• Problem description
After locating the line that contains "trace --target=mountain landscape", quote it and all lines after it through the end of the entries, and nothing more. Pictures stay out.

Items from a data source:
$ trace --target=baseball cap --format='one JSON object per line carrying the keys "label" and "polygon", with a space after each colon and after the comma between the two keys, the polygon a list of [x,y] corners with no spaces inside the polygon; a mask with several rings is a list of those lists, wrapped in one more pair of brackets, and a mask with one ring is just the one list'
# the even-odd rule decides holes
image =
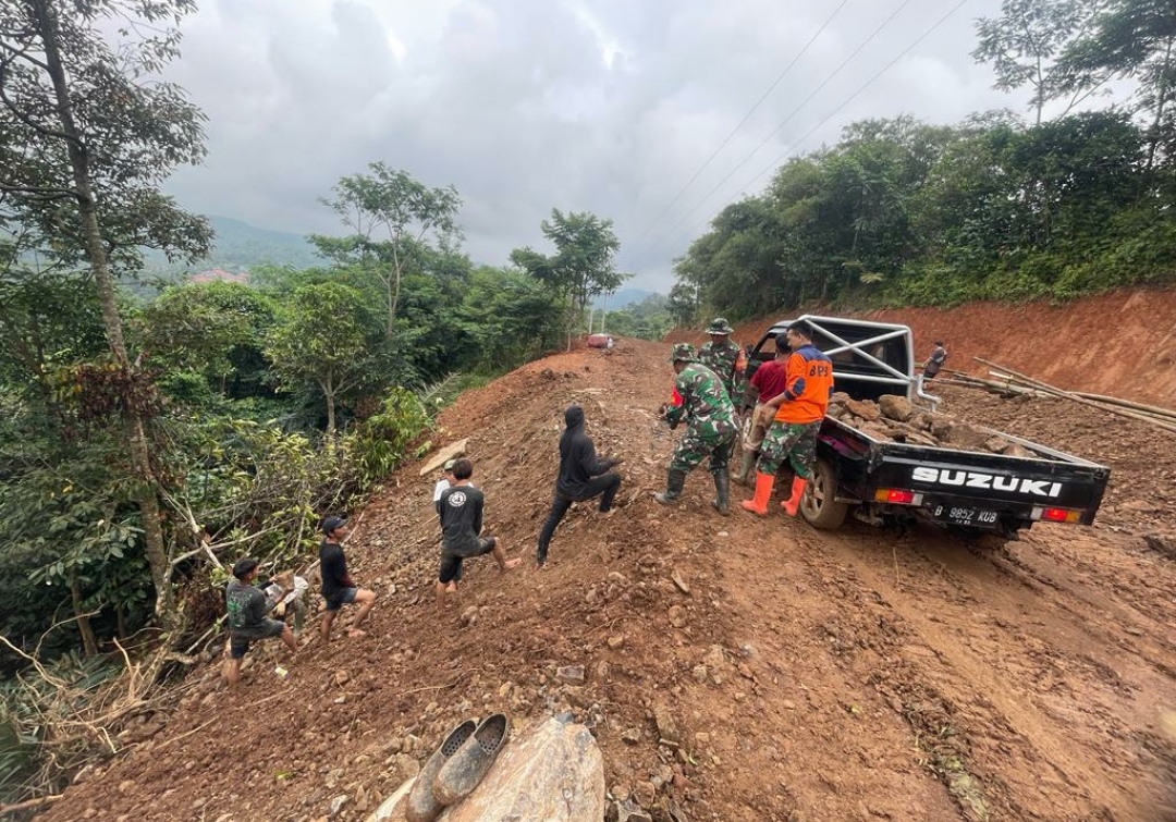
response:
{"label": "baseball cap", "polygon": [[256,567],[258,567],[256,560],[254,560],[252,556],[242,556],[233,564],[233,576],[240,580],[242,576],[245,576]]}
{"label": "baseball cap", "polygon": [[347,520],[345,520],[341,516],[328,516],[326,520],[322,521],[322,533],[323,534],[329,534],[335,528],[339,528],[340,526],[346,526],[346,524],[347,524]]}
{"label": "baseball cap", "polygon": [[689,342],[679,342],[670,349],[669,353],[670,362],[697,362],[699,357],[694,354],[694,346]]}

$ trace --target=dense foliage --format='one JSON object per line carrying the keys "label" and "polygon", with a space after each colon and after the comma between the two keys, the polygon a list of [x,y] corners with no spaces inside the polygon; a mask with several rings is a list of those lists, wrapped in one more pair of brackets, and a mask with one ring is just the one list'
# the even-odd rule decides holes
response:
{"label": "dense foliage", "polygon": [[[1031,123],[997,112],[847,127],[715,218],[676,261],[675,316],[1176,281],[1176,5],[1005,0],[977,33],[976,59],[997,87],[1029,92]],[[1077,111],[1110,80],[1131,95]]]}

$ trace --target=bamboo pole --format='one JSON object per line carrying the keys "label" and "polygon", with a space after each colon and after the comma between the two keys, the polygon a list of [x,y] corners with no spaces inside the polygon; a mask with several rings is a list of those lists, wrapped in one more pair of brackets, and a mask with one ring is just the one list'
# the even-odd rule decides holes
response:
{"label": "bamboo pole", "polygon": [[1160,406],[1145,406],[1142,402],[1131,402],[1130,400],[1124,400],[1118,396],[1103,396],[1102,394],[1088,394],[1087,392],[1074,392],[1077,396],[1084,396],[1088,400],[1094,400],[1095,402],[1109,402],[1112,406],[1123,406],[1124,408],[1130,408],[1131,410],[1144,412],[1147,414],[1155,414],[1156,416],[1165,416],[1171,420],[1176,420],[1176,410],[1171,408],[1161,408]]}
{"label": "bamboo pole", "polygon": [[1051,386],[1048,382],[1042,382],[1041,380],[1035,380],[1034,377],[1031,377],[1031,376],[1029,376],[1027,374],[1022,374],[1020,372],[1015,372],[1011,368],[1007,368],[1007,367],[1004,367],[1004,366],[1002,366],[1002,365],[1000,365],[997,362],[991,362],[991,361],[985,360],[985,359],[980,357],[980,356],[974,356],[973,359],[976,360],[977,362],[982,362],[985,366],[989,366],[990,368],[996,368],[997,370],[1001,370],[1001,372],[1003,372],[1005,374],[1009,374],[1009,375],[1016,377],[1018,381],[1024,382],[1028,386],[1033,386],[1034,388],[1037,388],[1040,390],[1047,392],[1047,393],[1053,394],[1055,396],[1061,396],[1061,397],[1064,397],[1067,400],[1073,400],[1074,402],[1077,402],[1080,405],[1090,406],[1091,408],[1097,408],[1098,410],[1108,412],[1110,414],[1118,414],[1120,416],[1127,416],[1127,417],[1130,417],[1132,420],[1138,420],[1141,422],[1147,422],[1150,426],[1154,426],[1154,427],[1160,428],[1162,430],[1169,432],[1171,434],[1176,434],[1176,425],[1168,425],[1165,422],[1161,422],[1158,420],[1144,416],[1142,414],[1136,414],[1135,412],[1130,412],[1130,410],[1127,410],[1124,408],[1116,408],[1115,406],[1100,405],[1100,403],[1095,402],[1094,400],[1088,400],[1088,399],[1085,399],[1083,396],[1078,396],[1077,394],[1073,394],[1073,393],[1070,393],[1068,390],[1064,390],[1062,388],[1057,388],[1056,386]]}

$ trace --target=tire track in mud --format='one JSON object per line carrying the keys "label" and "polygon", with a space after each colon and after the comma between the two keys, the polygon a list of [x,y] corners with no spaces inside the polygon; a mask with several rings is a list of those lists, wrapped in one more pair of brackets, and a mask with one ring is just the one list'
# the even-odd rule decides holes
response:
{"label": "tire track in mud", "polygon": [[[810,541],[810,556],[826,550],[847,563],[929,649],[906,649],[890,681],[951,709],[953,729],[967,737],[964,768],[995,808],[1014,817],[1148,818],[1149,800],[1136,795],[1150,790],[1141,774],[1155,762],[1137,729],[1174,683],[1124,653],[1103,612],[1064,582],[1025,580],[935,533],[893,541],[850,529]],[[918,716],[908,720],[921,730]]]}

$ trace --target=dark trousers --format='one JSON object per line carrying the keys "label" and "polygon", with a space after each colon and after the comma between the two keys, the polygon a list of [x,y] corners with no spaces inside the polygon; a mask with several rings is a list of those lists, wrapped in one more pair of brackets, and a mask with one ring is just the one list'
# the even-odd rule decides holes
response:
{"label": "dark trousers", "polygon": [[573,502],[583,502],[603,494],[603,496],[600,497],[600,509],[606,512],[613,507],[613,500],[616,497],[616,492],[620,489],[620,474],[601,474],[600,476],[594,476],[588,480],[588,489],[584,492],[584,495],[576,497],[575,500],[563,496],[560,492],[555,492],[555,500],[552,502],[552,510],[547,515],[543,529],[539,532],[539,553],[536,554],[536,560],[540,564],[547,562],[547,546],[552,542],[552,534],[555,533],[556,527],[560,524],[560,520],[562,520],[563,515],[568,513]]}

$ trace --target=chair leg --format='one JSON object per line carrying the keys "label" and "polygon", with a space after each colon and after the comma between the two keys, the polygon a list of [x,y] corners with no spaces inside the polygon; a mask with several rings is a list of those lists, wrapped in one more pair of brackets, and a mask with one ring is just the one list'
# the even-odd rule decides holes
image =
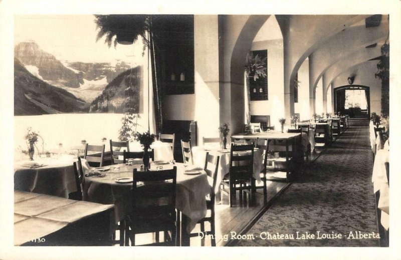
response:
{"label": "chair leg", "polygon": [[210,228],[211,228],[211,232],[212,233],[212,246],[216,246],[216,231],[215,231],[215,216],[214,215],[212,215],[212,220],[210,221]]}
{"label": "chair leg", "polygon": [[124,244],[124,237],[125,236],[125,220],[122,219],[120,221],[120,246],[122,246]]}
{"label": "chair leg", "polygon": [[164,230],[163,233],[164,234],[164,242],[167,242],[169,240],[168,238],[168,230]]}

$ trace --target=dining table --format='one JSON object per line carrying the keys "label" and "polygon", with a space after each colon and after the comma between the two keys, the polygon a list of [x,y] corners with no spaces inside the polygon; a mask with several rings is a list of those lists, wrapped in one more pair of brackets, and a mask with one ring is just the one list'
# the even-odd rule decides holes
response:
{"label": "dining table", "polygon": [[372,171],[372,182],[373,193],[379,192],[380,196],[377,207],[381,210],[380,221],[383,227],[388,229],[389,226],[389,180],[384,163],[389,162],[389,148],[388,141],[386,141],[383,149],[378,149],[374,157]]}
{"label": "dining table", "polygon": [[14,191],[15,245],[109,245],[114,207]]}
{"label": "dining table", "polygon": [[14,164],[14,189],[65,198],[77,191],[73,164],[76,157],[36,158]]}
{"label": "dining table", "polygon": [[[86,176],[83,185],[83,199],[114,204],[116,221],[122,219],[132,208],[133,169],[141,170],[140,166],[114,164],[102,167],[101,177]],[[182,222],[185,223],[182,225],[182,232],[187,236],[197,221],[206,215],[206,195],[211,193],[210,180],[206,172],[203,168],[168,161],[154,161],[150,162],[150,166],[151,171],[176,166],[175,207],[185,218]]]}

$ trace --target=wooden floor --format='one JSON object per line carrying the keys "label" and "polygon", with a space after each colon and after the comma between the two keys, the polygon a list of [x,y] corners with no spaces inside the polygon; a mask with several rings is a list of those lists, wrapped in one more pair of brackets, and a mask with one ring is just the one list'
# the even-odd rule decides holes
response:
{"label": "wooden floor", "polygon": [[[313,163],[325,148],[318,148],[311,153],[309,163]],[[303,167],[308,167],[307,164]],[[251,201],[249,197],[243,199],[241,203],[239,200],[239,193],[237,192],[236,201],[234,205],[230,208],[228,203],[227,196],[223,195],[221,204],[216,205],[216,238],[217,246],[230,246],[235,240],[231,239],[232,234],[241,234],[245,233],[256,222],[259,218],[274,203],[275,198],[289,187],[291,183],[280,181],[267,181],[267,198],[266,200],[263,198],[263,190],[258,189],[255,196],[255,199]],[[208,223],[205,224],[206,230],[210,230],[210,226]],[[192,231],[195,233],[200,231],[198,224]],[[118,235],[118,234],[117,234]],[[117,236],[118,237],[118,236]],[[162,233],[160,233],[162,237]],[[137,244],[152,242],[154,240],[154,235],[137,235]],[[204,239],[200,236],[191,237],[190,246],[210,246],[211,237],[206,236]]]}

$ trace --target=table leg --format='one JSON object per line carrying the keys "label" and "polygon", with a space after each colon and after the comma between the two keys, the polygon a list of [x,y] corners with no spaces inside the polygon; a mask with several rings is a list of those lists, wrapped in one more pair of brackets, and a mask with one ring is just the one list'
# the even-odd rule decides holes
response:
{"label": "table leg", "polygon": [[184,214],[181,213],[181,246],[189,246],[190,242],[189,234],[186,232],[186,226],[189,222],[189,219]]}

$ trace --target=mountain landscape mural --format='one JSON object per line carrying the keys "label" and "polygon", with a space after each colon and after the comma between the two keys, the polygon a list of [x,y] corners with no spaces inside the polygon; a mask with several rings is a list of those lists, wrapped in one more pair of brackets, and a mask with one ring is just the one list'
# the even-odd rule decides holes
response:
{"label": "mountain landscape mural", "polygon": [[29,72],[14,59],[14,115],[87,112],[89,105]]}
{"label": "mountain landscape mural", "polygon": [[39,79],[65,89],[87,102],[91,102],[108,83],[131,68],[123,62],[112,64],[59,61],[34,41],[17,45],[14,57]]}
{"label": "mountain landscape mural", "polygon": [[18,44],[14,51],[16,116],[123,113],[127,102],[139,104],[139,67],[62,62],[32,41]]}

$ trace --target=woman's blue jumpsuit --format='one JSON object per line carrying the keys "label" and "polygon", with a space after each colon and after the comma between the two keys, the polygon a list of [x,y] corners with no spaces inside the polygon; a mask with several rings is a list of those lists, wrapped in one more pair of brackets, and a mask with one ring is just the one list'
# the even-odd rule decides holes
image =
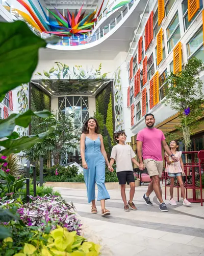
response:
{"label": "woman's blue jumpsuit", "polygon": [[88,169],[84,169],[88,202],[95,199],[95,186],[98,187],[97,200],[109,199],[110,196],[106,188],[105,160],[100,151],[100,140],[99,137],[92,140],[88,137],[85,138],[85,160]]}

• Final result
$ trace --target=mountain landscape mural --format='one JSON object per line carrying the keys "label" and "polygon", with a space after each colon and after the comma between the two keys, the polygon a list of [x,y] corners with no spaces inside the polygon; a mask with several rings is a list of those lists, wrapped in one more pair of brackets, and a mask with one ring is just the one list'
# the even-odd rule decides holes
response:
{"label": "mountain landscape mural", "polygon": [[29,72],[14,59],[14,115],[87,112],[89,105]]}
{"label": "mountain landscape mural", "polygon": [[39,79],[65,89],[87,102],[91,102],[108,83],[131,68],[123,62],[112,64],[59,61],[34,41],[17,45],[14,57]]}
{"label": "mountain landscape mural", "polygon": [[18,44],[14,51],[16,116],[123,113],[127,102],[139,104],[139,67],[62,62],[32,41]]}

$ trace --target=woman's blue jumpsuit --format='one JSON object per line carrying the keys "label" and "polygon", with a space after each colon and after the comma between the two keys, the polygon a list of [x,y] corners with no spaces inside the polygon; a mask with several rings is a list of those lists, wrapped in one more pair of brackets, and a mask with one ring is just the one list'
# the even-odd rule decides holes
image =
response:
{"label": "woman's blue jumpsuit", "polygon": [[88,169],[84,169],[88,202],[95,199],[95,186],[98,187],[97,200],[109,199],[110,196],[106,188],[105,160],[100,151],[100,140],[99,137],[92,140],[88,137],[85,138],[85,160]]}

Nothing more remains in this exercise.